Point-based annotation data

********

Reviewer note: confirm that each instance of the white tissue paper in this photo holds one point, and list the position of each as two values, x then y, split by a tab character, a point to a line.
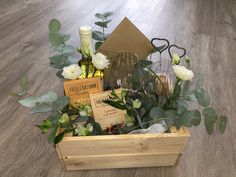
160	127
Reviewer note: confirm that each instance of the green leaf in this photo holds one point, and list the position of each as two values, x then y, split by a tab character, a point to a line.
186	88
107	14
100	16
189	118
52	135
157	49
54	25
54	117
202	97
97	35
48	97
40	108
180	110
190	95
182	103
222	123
45	126
59	74
196	117
66	37
210	119
68	49
177	91
60	103
24	83
59	137
170	113
157	113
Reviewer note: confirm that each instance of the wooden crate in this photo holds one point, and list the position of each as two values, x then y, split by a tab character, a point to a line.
122	151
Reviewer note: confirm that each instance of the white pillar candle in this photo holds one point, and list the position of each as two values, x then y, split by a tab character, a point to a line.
86	37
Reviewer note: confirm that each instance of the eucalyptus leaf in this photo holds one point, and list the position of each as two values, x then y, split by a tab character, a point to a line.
182	103
97	35
59	137
158	49
48	97
52	135
68	49
100	16
59	74
180	110
98	44
60	103
54	25
157	113
170	113
190	95
186	88
54	117
107	14
202	97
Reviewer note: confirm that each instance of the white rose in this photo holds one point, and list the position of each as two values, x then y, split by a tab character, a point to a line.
175	59
183	73
100	61
71	72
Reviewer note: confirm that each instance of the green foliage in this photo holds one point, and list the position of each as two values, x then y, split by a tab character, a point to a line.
157	113
60	103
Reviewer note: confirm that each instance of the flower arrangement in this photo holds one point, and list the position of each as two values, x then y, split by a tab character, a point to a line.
142	101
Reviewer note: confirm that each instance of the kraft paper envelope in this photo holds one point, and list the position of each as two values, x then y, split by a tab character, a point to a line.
127	38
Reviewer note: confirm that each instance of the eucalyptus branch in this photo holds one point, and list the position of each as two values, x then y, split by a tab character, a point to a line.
156	75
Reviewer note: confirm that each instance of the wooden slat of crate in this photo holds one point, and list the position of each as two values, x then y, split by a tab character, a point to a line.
120	161
123	144
122	151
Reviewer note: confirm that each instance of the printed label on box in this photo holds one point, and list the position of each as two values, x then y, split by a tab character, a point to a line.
79	90
104	114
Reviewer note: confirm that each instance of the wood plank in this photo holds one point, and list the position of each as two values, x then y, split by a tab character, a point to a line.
207	28
120	161
123	144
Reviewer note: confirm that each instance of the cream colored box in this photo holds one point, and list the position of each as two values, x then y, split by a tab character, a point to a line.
103	113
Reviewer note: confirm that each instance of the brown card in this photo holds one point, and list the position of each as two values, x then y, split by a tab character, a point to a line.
104	114
79	90
127	38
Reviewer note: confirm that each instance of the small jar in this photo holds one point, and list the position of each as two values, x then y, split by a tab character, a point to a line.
86	38
92	72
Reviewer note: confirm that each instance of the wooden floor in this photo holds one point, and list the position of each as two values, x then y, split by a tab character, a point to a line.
207	28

********

Copy the data character for character, but drop all pictures from the copy.

Reviewer note: confirm that each instance of the white tissue paper in this photo holds one point, and list the position of each as two values, x then y, split by a tab character, a point to a line.
160	127
Reviewer note: confirm that each instance of the green leaf in this photo holds one point, and list the position of each as two values, x then y, split by a tab character, a point to a line.
186	88
107	14
100	16
189	118
52	135
157	49
54	25
54	117
202	97
97	35
48	97
40	108
180	110
190	95
182	103
222	123
45	126
59	74
196	117
66	37
210	119
68	49
177	91
60	103
24	83
59	137
170	113
157	113
Reviewer note: confirm that each instance of the wooden crate in this photo holds one point, and list the position of each as two values, x then y, split by a tab character, a point to a line.
122	151
Reviewer note: confirm that each instance of the white pillar candle in this photo holds one point, and list the position of each as two values, x then y, split by a tab character, a point to a line.
86	37
Reviewer note: confirm that each instance of the eucalyptus leaf in this photo holds one point, and list the position of each as two values, x then y, split by a tab character, a point to a line.
182	103
97	35
59	137
158	49
48	97
52	135
68	49
100	16
59	74
180	110
98	44
60	103
54	25
157	113
170	113
190	95
186	88
54	117
107	14
202	97
Reviewer note: confirm that each instance of the white rose in this photo holds one point, and list the position of each as two values, x then y, split by a tab character, a point to a line.
175	59
183	73
100	61
71	72
Reviewer note: confirm that each instance of the green foliage in this photo holds one point, and list the position of each as two values, x then y, split by a tab character, a point to a line.
157	113
60	103
Reviewer note: confirm that each instance of the flower arrangement in this photo holds one point, and list the position of each as two values, x then y, split by a tab character, a point to a line.
142	101
Reviewer note: confirm that each instance of the kraft paper envelope in this photo holds one point, and list the position of each as two values, x then y, split by a tab character, a point to a line.
127	38
Reviewer note: confirm that each instance of the eucalyptus branch in this photo holds one point, and list the position of each as two values, x then y, split by a tab character, a point to a line.
156	75
Reviewer note: confirm that each instance of the wooden slat of crate in this photo holds one point, and list the position of each as two values, x then y, split by a tab character, a point to a line.
120	161
123	144
122	151
Reviewer note: confirm that each instance of the printed label on box in this photo holds one point, and list the position of each as two values, x then y, split by a tab character, a point to a line.
79	90
104	114
Reviewer note: confirm that each instance of the wood plank in this photo holds one point, and list the position of each as two values, x then y, split by a tab character, a point to a line.
207	28
120	161
123	144
Reviewer note: confirm that each instance of the cream colored box in this photo holds one point, and list the position of each as two values, x then y, split by a tab character, a point to a line.
103	113
Reviewer note: confirm that each instance of the brown card in this photo holds one point, and list the position of each as two values, x then y, split by a tab character, a point to a line.
104	114
79	90
127	38
Reviewer note: confirm that each instance of the small jar in this photo holds one point, and list the position of each as two values, x then y, split by a tab character, a point to a line.
86	38
92	72
Reviewer note: confirm that each instance of the wooden floor in this photo holds one point, and list the position of each as two values, x then y, split by a tab character, a point to a line.
207	28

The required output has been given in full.